> **YOUR GOAL**: Exclude images, then output the remaining data verbatim.

== RAW RECORDS

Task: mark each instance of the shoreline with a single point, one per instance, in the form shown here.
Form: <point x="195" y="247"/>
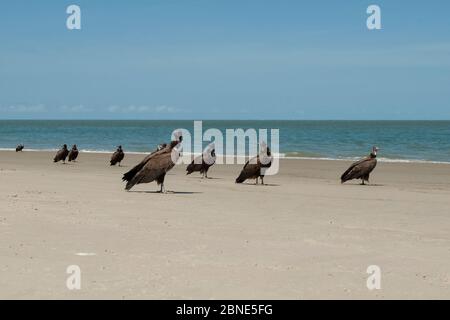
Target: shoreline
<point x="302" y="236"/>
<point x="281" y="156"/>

====

> **RESULT FOR THIS EXERCISE**:
Task: mark each instance of the shoreline with a single point, one per instance, in the form shown here.
Form: <point x="195" y="247"/>
Target: shoreline
<point x="302" y="236"/>
<point x="281" y="156"/>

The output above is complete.